SET EXERCISE> Return every one of the records below word for word, keeping each line in its original order.

INPUT MATERIAL>
- - - -

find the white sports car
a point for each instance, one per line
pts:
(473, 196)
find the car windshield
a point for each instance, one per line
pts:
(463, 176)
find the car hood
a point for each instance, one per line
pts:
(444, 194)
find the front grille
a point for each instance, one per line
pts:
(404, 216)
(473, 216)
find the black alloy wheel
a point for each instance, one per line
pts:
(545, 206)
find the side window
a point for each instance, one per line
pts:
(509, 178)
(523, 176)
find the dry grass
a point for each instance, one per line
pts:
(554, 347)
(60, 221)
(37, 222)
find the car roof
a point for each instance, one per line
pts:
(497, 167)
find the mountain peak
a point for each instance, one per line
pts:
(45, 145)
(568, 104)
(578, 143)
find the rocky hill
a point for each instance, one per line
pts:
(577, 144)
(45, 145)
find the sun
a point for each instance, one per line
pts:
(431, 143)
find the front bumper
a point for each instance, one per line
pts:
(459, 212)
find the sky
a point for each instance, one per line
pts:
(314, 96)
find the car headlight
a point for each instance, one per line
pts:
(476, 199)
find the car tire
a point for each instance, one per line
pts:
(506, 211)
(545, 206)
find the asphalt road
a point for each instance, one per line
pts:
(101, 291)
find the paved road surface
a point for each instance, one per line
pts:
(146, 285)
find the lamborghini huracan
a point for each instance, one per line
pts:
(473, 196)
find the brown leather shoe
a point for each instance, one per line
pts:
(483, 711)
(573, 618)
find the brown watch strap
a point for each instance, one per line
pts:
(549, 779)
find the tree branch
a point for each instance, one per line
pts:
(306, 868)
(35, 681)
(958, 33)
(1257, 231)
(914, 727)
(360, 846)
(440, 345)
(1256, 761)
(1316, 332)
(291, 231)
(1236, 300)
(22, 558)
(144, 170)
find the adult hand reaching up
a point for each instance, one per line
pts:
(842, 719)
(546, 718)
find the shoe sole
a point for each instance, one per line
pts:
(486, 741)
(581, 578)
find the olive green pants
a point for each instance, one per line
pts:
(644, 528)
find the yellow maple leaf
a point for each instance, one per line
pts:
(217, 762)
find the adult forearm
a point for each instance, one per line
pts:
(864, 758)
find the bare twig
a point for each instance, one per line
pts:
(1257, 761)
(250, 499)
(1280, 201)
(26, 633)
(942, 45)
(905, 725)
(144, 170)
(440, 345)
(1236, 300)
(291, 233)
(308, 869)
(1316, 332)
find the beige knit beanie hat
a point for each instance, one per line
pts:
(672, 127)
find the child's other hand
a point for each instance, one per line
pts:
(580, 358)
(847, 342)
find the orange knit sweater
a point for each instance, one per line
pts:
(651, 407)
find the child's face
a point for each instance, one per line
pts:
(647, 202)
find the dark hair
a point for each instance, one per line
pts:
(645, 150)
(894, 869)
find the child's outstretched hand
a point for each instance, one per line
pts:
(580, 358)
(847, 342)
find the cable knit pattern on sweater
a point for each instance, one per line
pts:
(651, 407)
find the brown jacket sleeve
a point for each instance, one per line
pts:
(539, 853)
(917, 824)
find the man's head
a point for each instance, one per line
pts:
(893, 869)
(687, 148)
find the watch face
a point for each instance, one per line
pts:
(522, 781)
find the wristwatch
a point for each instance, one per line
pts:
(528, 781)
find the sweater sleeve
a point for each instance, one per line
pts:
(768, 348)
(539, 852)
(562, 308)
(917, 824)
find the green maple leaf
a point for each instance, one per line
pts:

- - - -

THE COMPLETED TASK>
find the white sports car
a point for each instance, one per line
pts:
(473, 196)
find the car windshield
a point for each instance, one per line
pts:
(463, 176)
find the car hood
a point for each instance, one per line
pts:
(444, 194)
find the front grille
a point for each instance, one per line
pts:
(404, 216)
(473, 216)
find the black alloy wheel
a point for each instance, one per line
pts:
(545, 206)
find the side window
a point for each instance, one per line
pts:
(509, 178)
(523, 176)
find the dry grass
a point for each instance, one per line
pts:
(554, 347)
(60, 221)
(37, 222)
find the car roof
a point for each instance, one per line
pts:
(497, 167)
find the mountain peak
a point for each instance, one per line
pts:
(45, 145)
(568, 104)
(578, 143)
find the rocky hill
a point for each instance, one per line
pts:
(577, 144)
(45, 145)
find the sun
a point for each instance, one per line
pts:
(431, 143)
find the front bumper
a point for each instance, one per line
pts:
(459, 212)
find the sky
a point for each instance, one per line
pts:
(314, 96)
find the car headlight
a point for each instance, one per line
pts:
(476, 199)
find the car tire
a point for each instance, one per line
pts:
(506, 211)
(545, 206)
find the asphalt road
a point for each instance, one per line
pts:
(101, 291)
find the paved road surface
a point for each instance, one per line
pts:
(146, 285)
find the lamborghini huracan
a point for each instance, one per line
pts:
(473, 196)
find the brown leather shoe
a point for each instance, one per line
pts:
(483, 711)
(573, 618)
find the brown watch strap
a point for each instance, one per line
pts:
(549, 779)
find the tree branch
a point for each instance, one per line
pts:
(306, 868)
(35, 681)
(958, 33)
(1257, 231)
(914, 727)
(360, 846)
(440, 345)
(1256, 761)
(1316, 332)
(291, 231)
(1236, 300)
(22, 558)
(144, 170)
find the adult hand reaching up
a point for each instance, one per line
pts:
(842, 719)
(546, 718)
find the shoe sole
a point for each instance, one per line
pts:
(486, 741)
(581, 578)
find the olive green pants
a point for each instance, one per line
pts:
(644, 528)
find the yellow maple leaf
a point for each instance, one per line
pts:
(217, 762)
find the adult forearm
a point for each instance, one per line
pts:
(864, 758)
find the bare twig
a point for each instance, one per line
pts:
(1257, 761)
(250, 499)
(1280, 201)
(26, 633)
(942, 45)
(905, 725)
(144, 170)
(440, 345)
(1236, 300)
(291, 233)
(308, 869)
(1316, 332)
find the beige knit beanie hat
a point for each instance, one per line
pts:
(672, 127)
find the child's other hand
a point for each instance, one per line
pts:
(580, 358)
(847, 342)
find the orange knit sweater
a point for each instance, one per line
pts:
(651, 407)
find the child's face
a point for each instance, one per line
pts:
(647, 202)
find the dark hair
a point for each instance, one per line
pts:
(645, 150)
(894, 869)
find the child's outstretched hand
a point for each instance, one per line
pts:
(580, 358)
(847, 342)
find the cable knit pattern on sweater
a point for each instance, one per line
pts:
(651, 407)
find the brown jacket sleeve
a point for each instance, one per line
pts:
(539, 853)
(917, 824)
find the man's head
a point for each instance, one per line
pts:
(893, 869)
(687, 148)
find the watch face
a point for each instance, one per line
pts:
(522, 781)
find the wristwatch
a point for each instance, one per line
pts:
(528, 781)
find the sweater sleeve
a point for each instance, one per line
pts:
(768, 348)
(539, 852)
(562, 308)
(917, 824)
find the green maple leaf
a point for each instance, one per line
pts:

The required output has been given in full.